- Supreme Court of the United States

Argued January 17, 1990 Decided June 4, 1990
- Full case name: Peel v. Attorney Registration and Disciplinary Commission of Illinois
- Docket no.: 88-1775
- Citations: 496 U.S. 91 (more)
- Argument: Oral argument

Case history
- Prior: Respondent censured, In Re Peel, 126 Ill. 2d 397 (1989); certiorari granted, 492 U.S. 917 (1989)

Holding
- Attorney advertising that accurately stated a private professional certification was not misleading, and therefore was protected as commercial speech under the First Amendment.

Court membership
- Chief Justice William Rehnquist Associate Justices William J. Brennan Jr. · Byron White Thurgood Marshall · Harry Blackmun John P. Stevens · Sandra Day O'Connor Antonin Scalia · Anthony Kennedy

Case opinions
- Plurality: Stevens, joined by Brennan, Blackmun, and Kennedy
- Concurrence: Marshall, joined by Brennan
- Dissent: White
- Dissent: O'Connor, joined by Rehnquist and Scalia

Laws applied
- U.S. Const. amend I

= Peel v. Attorney Disciplinary Commission of Illinois =

Peel v. Attorney Disciplinary Commission of Illinois, 496 US 91 (1990), was a decision of the Supreme Court of the United States that Illinois' rule against attorneys advertising themselves as "certified" violated their freedom of speech under the First Amendment. The Illinois Attorney Registration and Disciplinary Commission (IARDC) had found that Peel's letterhead, which stated that he was "Certified Civil Trial Specialist By the National Board of Trial Advocacy," had broken state professional rules, and the Illinois Supreme Court had adopted their recommendation of public sanction. The U.S. Supreme Court reversed, saying the letterhead was truthful, and the First Amendment favored disclosure over concealing information.

== Background ==
Gary E. Peel was admitted to the bar in Illinois in 1968, in Arizona in 1979, and in Missouri in 1981, and his law practice was located in Edwardsville, Illinois. In 1981 he earned a "Certificate in Civil Trial Advocacy" from the National Board of Trial Advocacy (NBTA), which was renewed in 1986. The requirements for this certificate included extensive trial experience, completion of relevant continuing legal education classes, and passing a day-long exam. In 1983, Peel started including a mention of this certificate on his letterhead, along with the states where he was licensed to practice:
Gary E. Peel
Certified Civil Trial Specialist

By the National Board of Trial Advocacy
Licensed: Illinois, Missouri, Arizona.

However, the Illinois Code of Professional Responsibility (in Rule 2-105(a)(3)) stated "A lawyer or law firm may specify or designate any area or field of law in which he or its partners concentrates or limits his or its practice. Except as outlined in Rule 2-105(a), no lawyer may hold himself out as 'certified' or a 'specialist.' " The IARDC filed a complaint in 1987.

·····

What to do:
1/ According to the Peel case summary, which justices joined Justice O'Connor's dissent?
2/ Condense the paragraph of the Peel case summary beginning "Peel v. Attorney Disciplinary Commission of Illinois, 496 US 91 (1990)" into a bulleted list that keeps its main facts.

Recorded information:
·····

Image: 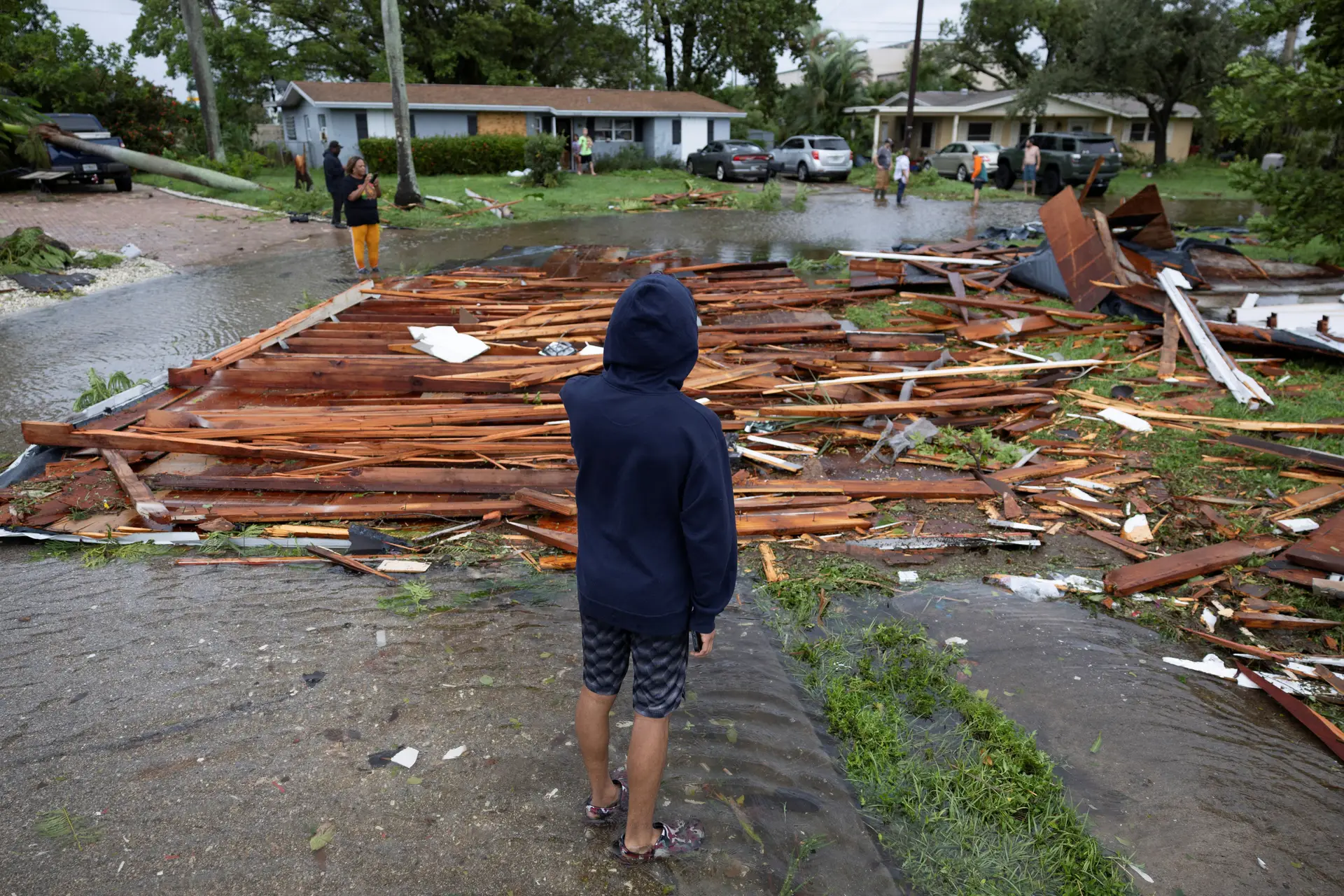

·····

Correct answers:
1/ Chief Justice Rehnquist and Justice Scalia joined it.

2/
- Peel v. Attorney Disciplinary Commission of Illinois, 496 US 91 (1990), was a U.S. Supreme Court decision.
- It held that Illinois' rule against attorneys advertising themselves as "certified" violated their First Amendment freedom of speech.
- The Illinois Attorney Registration and Disciplinary Commission (IARDC) had found that Peel broke state professional rules. His letterhead read "Certified Civil Trial Specialist By the National Board of Trial Advocacy."
- The Illinois Supreme Court adopted the IARDC's recommendation of public sanction.
- The U.S. Supreme Court reversed. It found the letterhead truthful and said the First Amendment favored disclosure over concealing information.